Ciao-ciao, Tchüss, Salut, Allegra!
Depuis quelques semaines le film «Ciao-ciao Bourbine » ou « Bon schuur Ticino », selon la région de diffusion en Suisse, vise dans le mille, comme la flèche de Guillaume Tell. Dans ce scénario improbable, c’est suite à une initiative populaire, que le français est plébiscité comme unique langue nationale, en vue de mieux fédérer notre pays et diminuer les frais administratifs !
L’intrigue joue alors fort sur les clichés qui nous arrachent des larmes, car comment ne pas penser tout au fond de soi qu’il y a une part de vérité quand les autres sont vus avec des traits de caractères bien marqués : râleurs, coincés, ennuyeux, festifs, libérés et autres « combinazione » dans un joyeux « pétchi ».

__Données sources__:
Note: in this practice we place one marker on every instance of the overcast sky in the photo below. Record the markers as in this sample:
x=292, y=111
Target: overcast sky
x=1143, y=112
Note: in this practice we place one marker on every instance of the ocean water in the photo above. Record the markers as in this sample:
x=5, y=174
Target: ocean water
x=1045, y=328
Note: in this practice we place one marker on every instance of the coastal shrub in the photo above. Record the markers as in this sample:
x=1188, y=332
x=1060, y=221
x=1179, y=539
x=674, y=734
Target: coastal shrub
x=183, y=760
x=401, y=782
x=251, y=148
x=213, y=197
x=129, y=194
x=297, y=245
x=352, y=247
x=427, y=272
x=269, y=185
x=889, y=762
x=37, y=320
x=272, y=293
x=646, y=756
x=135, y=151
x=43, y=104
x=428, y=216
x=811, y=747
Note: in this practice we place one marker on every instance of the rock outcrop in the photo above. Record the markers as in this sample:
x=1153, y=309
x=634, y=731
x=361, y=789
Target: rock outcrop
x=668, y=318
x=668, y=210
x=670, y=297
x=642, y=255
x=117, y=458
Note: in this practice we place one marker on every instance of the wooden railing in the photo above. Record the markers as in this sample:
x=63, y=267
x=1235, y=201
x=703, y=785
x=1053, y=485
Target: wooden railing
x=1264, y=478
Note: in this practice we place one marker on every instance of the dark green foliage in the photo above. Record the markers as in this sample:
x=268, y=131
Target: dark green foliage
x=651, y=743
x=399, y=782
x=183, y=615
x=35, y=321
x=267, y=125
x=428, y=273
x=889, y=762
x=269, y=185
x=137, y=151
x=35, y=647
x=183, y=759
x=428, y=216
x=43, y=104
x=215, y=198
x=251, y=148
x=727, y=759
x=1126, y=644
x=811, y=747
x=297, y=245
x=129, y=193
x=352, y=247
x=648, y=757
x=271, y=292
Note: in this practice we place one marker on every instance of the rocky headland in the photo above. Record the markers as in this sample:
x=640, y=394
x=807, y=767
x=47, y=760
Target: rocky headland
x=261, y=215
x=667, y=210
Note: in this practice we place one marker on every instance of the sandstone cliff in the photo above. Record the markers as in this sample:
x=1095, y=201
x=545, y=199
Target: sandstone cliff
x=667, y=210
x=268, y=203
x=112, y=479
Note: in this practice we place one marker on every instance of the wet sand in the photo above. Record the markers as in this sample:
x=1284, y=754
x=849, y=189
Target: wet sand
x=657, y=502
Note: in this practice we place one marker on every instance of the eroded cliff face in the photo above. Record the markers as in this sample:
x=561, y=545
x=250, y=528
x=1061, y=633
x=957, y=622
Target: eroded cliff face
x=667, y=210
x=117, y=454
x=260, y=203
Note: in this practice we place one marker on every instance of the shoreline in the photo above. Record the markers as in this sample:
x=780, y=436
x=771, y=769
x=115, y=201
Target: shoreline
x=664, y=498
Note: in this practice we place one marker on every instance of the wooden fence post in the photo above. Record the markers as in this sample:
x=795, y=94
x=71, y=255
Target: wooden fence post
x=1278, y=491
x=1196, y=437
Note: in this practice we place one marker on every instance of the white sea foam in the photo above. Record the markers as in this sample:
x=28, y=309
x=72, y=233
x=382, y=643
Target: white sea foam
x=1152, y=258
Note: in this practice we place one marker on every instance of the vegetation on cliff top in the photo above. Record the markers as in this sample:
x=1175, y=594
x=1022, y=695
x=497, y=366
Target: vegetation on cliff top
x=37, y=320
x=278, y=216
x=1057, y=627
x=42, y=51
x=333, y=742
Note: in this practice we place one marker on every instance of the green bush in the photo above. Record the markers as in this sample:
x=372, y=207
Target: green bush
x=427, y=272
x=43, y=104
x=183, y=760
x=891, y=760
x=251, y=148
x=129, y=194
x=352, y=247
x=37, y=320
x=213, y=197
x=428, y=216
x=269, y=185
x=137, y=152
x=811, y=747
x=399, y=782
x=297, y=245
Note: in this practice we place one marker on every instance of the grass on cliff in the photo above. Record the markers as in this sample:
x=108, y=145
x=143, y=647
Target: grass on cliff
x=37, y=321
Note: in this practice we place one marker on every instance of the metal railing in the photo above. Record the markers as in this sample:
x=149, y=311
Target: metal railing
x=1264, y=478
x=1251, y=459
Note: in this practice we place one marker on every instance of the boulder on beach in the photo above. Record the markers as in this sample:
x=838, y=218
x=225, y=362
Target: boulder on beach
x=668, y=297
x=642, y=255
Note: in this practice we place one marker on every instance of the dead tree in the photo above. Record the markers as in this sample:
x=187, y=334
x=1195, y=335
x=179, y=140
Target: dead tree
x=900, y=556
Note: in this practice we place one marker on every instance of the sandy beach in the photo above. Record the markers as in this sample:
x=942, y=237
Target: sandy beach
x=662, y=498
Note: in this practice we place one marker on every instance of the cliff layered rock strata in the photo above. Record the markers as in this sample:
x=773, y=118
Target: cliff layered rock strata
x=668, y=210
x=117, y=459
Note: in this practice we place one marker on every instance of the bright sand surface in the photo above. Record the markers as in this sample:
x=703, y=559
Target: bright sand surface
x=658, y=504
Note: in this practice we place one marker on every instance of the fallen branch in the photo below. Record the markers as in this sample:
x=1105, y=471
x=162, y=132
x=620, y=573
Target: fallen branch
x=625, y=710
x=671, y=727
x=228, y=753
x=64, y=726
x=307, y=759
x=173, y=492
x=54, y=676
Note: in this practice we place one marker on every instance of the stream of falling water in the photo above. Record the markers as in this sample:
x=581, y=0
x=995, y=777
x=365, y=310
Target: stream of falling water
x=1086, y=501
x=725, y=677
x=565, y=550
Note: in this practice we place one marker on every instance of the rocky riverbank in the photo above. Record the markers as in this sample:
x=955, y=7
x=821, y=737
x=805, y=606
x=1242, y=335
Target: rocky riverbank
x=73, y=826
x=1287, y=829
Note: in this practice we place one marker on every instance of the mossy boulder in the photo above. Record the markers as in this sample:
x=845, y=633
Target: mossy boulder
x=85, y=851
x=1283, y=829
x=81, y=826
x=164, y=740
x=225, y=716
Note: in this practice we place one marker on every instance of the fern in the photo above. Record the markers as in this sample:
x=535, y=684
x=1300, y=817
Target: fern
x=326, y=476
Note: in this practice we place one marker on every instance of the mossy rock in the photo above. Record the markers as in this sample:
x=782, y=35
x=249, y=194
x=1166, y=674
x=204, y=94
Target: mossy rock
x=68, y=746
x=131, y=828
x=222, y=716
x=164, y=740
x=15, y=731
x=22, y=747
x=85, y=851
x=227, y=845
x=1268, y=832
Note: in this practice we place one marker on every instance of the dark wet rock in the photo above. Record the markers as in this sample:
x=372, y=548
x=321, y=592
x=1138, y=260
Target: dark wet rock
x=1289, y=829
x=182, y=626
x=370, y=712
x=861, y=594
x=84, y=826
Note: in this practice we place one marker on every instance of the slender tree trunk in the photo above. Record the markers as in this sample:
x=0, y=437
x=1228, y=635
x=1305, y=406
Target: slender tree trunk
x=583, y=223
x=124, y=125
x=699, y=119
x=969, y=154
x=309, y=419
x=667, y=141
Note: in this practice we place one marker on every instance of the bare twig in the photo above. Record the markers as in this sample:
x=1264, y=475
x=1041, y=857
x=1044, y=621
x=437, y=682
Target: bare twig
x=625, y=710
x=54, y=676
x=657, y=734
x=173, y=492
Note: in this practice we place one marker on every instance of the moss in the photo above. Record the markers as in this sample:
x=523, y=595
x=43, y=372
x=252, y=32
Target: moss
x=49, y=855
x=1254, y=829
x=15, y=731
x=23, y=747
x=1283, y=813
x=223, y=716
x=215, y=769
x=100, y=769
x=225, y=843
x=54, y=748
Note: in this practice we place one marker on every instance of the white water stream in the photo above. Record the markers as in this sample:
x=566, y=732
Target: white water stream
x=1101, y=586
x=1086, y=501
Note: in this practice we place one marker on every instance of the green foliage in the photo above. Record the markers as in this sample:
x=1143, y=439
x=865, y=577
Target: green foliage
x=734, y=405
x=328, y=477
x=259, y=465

__Consigne 1__:
Dans le texte sur le film, comment le français devient-il l'unique langue nationale ?
__Consigne 2__:
Recopiez le texte sur le film depuis « Ciao-ciao, Tchüss, Salut, Allegra! » jusqu'à « frais administratifs ! » inclus, en remplaçant « Guillaume Tell » par « Winkelried ».
__Consigne 3__:
Rédigez la suite du texte sur le film « Ciao-ciao Bourbine » à partir de l'endroit où il s'arrête.

__Réponse attendue 1__:
À la suite d'une initiative populaire.

__Réponse attendue 2__:
Ciao-ciao, Tchüss, Salut, Allegra!
Depuis quelques semaines le film «Ciao-ciao Bourbine » ou « Bon schuur Ticino », selon la région de diffusion en Suisse, vise dans le mille, comme la flèche de Winkelried. Dans ce scénario improbable, c’est suite à une initiative populaire, que le français est plébiscité comme unique langue nationale, en vue de mieux fédérer notre pays et diminuer les frais administratifs !

__Réponse attendue 3__:
Äuä ! Pourtant l’on vibre tout autant sous les châtaigniers du Tessin, au col du Saint-Gothard, sur la Place fédérale, dans un vieux train aux banquettes vertes ou rouges, comme si cette Suisse métissée aux multiples visages était à chaque fois la nôtre, et pourtant jamais totalement intégrée à notre identité.
Lorsque Jésus traverse la frontière de son pays et se retrouve face à une femme syro-phénicienne qui lui demande son secours pour sa fille malade, il n’échappe pas au délit de cliché, voire de racisme : « Il n’est pas bon de prendre le pain des enfants et de le jeter aux chiens », lui cingle-t-elle. La réplique-culte de la femme qui fera fondre toute résistante et conduire à l’admiration, puis à la guérison est restée célèbre : « Pourtant, Maître , même les chiens, sous la table, mangent les miettes que les enfants laissent tomber » (Marc 7, 24-30).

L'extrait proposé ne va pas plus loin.